### [Written problem]
Count the lines below that contain the string "leaf", treating uppercase and lowercase as different, and reply with only that number.

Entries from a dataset
▬▬▬▬▬▬

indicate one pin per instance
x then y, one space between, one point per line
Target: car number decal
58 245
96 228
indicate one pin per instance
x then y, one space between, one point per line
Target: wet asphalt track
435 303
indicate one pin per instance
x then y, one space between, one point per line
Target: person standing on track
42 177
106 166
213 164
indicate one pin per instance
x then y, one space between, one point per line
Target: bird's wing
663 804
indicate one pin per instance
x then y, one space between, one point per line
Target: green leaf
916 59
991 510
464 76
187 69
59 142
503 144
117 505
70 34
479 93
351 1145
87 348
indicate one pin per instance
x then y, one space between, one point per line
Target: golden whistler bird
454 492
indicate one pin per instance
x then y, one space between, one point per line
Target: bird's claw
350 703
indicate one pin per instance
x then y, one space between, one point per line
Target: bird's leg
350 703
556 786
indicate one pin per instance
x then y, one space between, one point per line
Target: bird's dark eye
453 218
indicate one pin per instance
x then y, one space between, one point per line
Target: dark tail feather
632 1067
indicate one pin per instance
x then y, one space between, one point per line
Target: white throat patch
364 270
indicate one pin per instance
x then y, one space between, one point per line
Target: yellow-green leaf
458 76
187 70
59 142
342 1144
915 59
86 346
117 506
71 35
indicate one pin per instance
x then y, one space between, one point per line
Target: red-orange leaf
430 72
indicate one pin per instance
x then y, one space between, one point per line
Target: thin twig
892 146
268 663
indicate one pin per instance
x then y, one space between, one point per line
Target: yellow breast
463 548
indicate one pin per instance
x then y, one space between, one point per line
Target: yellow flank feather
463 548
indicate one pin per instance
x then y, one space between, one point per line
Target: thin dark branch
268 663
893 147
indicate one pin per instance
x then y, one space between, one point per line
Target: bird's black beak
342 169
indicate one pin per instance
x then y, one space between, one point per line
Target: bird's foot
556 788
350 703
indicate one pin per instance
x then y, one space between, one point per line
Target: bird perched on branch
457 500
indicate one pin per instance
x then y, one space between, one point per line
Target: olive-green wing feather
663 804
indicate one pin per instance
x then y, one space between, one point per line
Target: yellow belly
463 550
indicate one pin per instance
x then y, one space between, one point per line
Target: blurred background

▬▬▬▬▬▬

### [Complete output]
3